STORED ROWS:
*-*-*
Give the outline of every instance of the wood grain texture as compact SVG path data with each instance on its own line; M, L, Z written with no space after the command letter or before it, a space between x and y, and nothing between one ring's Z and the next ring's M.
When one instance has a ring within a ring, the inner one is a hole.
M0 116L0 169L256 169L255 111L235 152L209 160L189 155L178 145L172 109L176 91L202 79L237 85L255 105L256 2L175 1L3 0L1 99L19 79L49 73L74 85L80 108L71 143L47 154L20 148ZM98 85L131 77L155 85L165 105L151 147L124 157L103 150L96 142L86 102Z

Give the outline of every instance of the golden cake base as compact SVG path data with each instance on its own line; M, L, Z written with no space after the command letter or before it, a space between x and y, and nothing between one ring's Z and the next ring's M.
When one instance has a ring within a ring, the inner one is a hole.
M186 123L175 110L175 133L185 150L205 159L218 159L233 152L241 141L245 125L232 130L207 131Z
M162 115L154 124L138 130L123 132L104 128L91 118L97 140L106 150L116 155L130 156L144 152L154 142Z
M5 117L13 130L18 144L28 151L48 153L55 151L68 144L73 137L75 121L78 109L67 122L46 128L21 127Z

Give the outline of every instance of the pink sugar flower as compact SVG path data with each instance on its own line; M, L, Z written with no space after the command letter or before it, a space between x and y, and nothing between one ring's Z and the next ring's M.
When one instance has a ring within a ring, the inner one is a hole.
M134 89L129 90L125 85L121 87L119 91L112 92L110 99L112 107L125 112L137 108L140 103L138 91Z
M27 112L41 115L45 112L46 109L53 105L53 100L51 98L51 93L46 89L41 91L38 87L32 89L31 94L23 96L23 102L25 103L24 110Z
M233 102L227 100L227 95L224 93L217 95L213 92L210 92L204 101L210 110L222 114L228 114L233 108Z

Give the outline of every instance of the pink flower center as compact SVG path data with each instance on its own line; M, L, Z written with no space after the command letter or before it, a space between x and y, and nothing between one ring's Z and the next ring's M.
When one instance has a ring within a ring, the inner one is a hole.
*-*-*
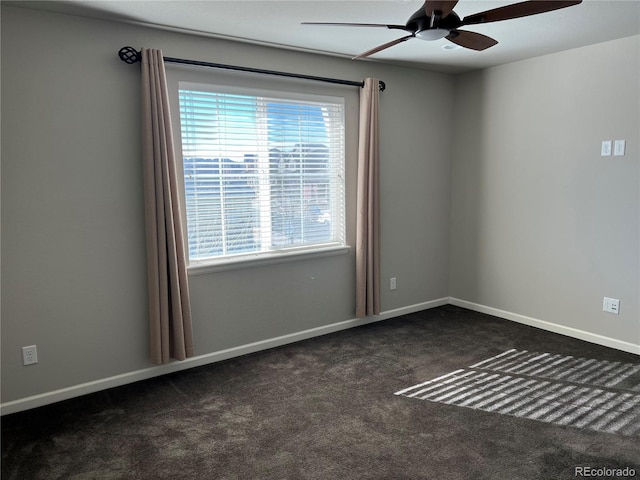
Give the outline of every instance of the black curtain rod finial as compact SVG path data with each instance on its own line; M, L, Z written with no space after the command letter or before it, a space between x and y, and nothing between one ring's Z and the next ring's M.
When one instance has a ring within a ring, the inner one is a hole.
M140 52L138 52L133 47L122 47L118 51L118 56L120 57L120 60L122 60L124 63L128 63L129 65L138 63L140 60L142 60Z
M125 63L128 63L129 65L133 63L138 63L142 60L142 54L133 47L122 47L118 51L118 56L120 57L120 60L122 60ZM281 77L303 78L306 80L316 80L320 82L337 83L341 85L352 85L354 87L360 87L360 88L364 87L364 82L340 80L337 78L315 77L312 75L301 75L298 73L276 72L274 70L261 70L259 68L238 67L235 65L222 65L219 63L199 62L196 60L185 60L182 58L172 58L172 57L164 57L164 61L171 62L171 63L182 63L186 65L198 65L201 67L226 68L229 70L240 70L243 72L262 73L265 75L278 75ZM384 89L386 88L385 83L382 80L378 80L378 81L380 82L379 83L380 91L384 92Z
*-*-*
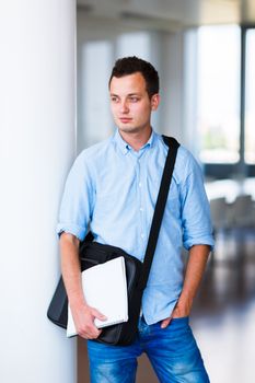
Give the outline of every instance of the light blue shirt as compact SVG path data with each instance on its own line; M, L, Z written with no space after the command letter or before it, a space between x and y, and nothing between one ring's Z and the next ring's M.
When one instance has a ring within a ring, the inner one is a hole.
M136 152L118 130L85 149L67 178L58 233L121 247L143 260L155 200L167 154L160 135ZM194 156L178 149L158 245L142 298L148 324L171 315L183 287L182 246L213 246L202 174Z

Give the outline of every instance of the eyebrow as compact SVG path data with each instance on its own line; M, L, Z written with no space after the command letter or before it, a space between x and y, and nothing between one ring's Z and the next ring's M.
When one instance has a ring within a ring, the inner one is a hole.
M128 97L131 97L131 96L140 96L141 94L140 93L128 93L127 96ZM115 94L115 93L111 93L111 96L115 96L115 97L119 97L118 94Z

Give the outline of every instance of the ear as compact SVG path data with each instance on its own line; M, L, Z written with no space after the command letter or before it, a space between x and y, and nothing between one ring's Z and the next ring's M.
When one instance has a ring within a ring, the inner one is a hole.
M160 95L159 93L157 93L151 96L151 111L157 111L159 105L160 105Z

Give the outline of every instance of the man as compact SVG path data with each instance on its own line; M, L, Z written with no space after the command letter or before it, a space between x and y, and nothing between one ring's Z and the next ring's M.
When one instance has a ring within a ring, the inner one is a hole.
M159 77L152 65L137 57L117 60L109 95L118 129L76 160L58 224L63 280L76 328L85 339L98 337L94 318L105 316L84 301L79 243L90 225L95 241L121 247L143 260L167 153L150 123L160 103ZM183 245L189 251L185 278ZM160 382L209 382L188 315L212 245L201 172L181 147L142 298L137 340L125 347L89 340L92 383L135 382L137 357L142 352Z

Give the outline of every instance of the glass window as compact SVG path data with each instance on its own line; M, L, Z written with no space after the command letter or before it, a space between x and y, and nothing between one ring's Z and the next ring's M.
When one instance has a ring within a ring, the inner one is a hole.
*-*-*
Echo the items from the line containing "Give the outline of every instance of the wood" through the line containing "M0 116L0 169L256", leaving each line unchanged.

RESULT:
Give the outline of every instance of the wood grain texture as compact SVG path data with each instance on its own line; M, L, Z written with no space after the command letter or before it, a space between x and y, and nothing between one ring's Z and the next ring's M.
When one instance has a ring within a ring, the inner one is a hole.
M0 116L0 169L256 169L255 111L235 152L209 160L189 155L178 145L172 109L176 91L202 79L237 85L255 105L256 2L175 1L3 0L1 99L19 79L49 73L74 85L80 108L71 143L47 154L20 148ZM98 85L131 77L155 85L165 105L151 147L124 157L103 150L96 142L86 102Z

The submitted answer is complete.